» **Set tasks**:
- A) According to the testing tools page, what kinds of problems does Blockade test?
- B) Quote the testing tools page from "Note: we have" to "Integration test (JUnit)".
━━ Document text
Testing tools
Testing is one of the most important part during the development of a distributed system. We have the following type of test.
This page includes our existing test tool which are part of the Ozone source base.
Note: we have more tests (like TCP-DS, TCP-H tests via Spark or Hive) which are not included here because they use external tools only.
Unit test
As every almost every java project we have the good old unit tests inside each of our projects.
Integration test (JUnit)
Traditional unit tests are supposed to test only one unit, but we also have higher level unit tests. They use MiniOzoneCluster
which is a helper method to start real daemons (scm,om,datanodes) during the unit test.
From maven/java point of view they are just simple unit tests (JUnit library is used) but to separate them (and solve some dependency problems) we moved all of these tests to hadoop-ozone/integration-test
Smoketest
We use docker-compose based pseudo-cluster to run different configuration of Ozone. To be sure that the different configuration can be started we implemented acceptance tests with the help of https://robotframework.org/.
The smoketests are available from the distribution (./smoketest
) but the robot files defines only the tests: usually they start CLI and check the output.
To run the tests in different environment (docker-compose, kubernetes) you need a definition to start the containers and execute the right tests in the right containers.
These definition of the tests are included in the compose
directory (check ./compose/*/test.sh
or ./compose/test-all.sh
).
For example a simple way to test the distribution package:
cd compose/ozone
./test.sh
Blockade
Blockade is a tool to test network failures and partitions (it’s inspired by the legendary Jepsen tests).
Blockade tests are implemented with the help of tests and can be started from the ./blockade
directory of the distribution.
━━━━
━━ Source excerpt
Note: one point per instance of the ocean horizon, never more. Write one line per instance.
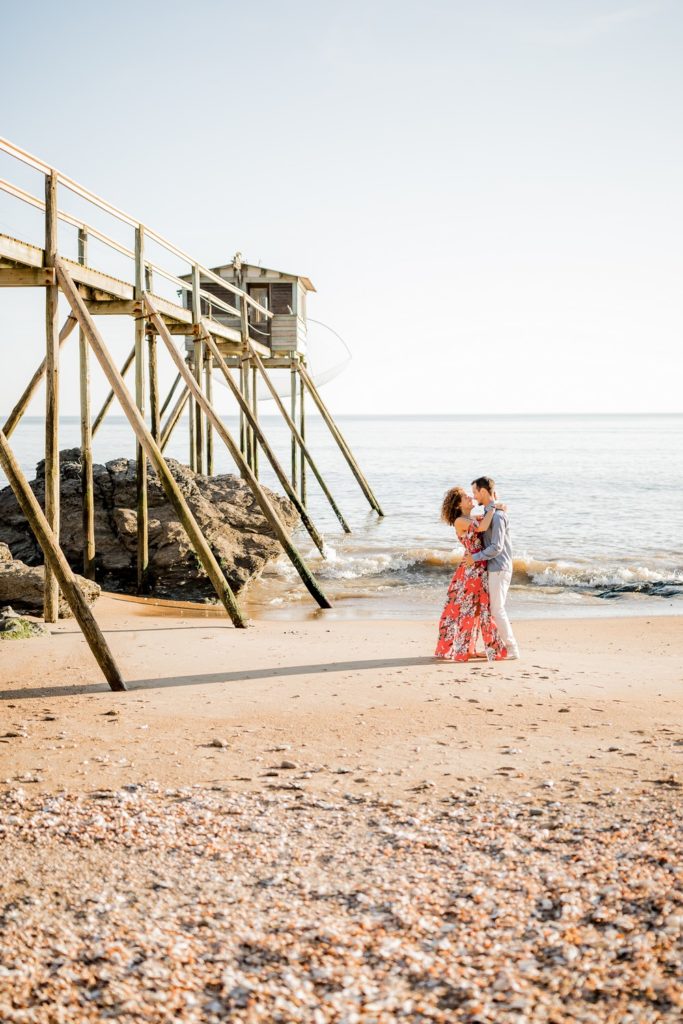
(595, 503)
━━━━
» **Answers for this exercise**:
- A) Network failures and partitions.

- B)
Note: we have more tests (like TCP-DS, TCP-H tests via Spark or Hive) which are not included here because they use external tools only.
Unit test
As every almost every java project we have the good old unit tests inside each of our projects.
Integration test (JUnit)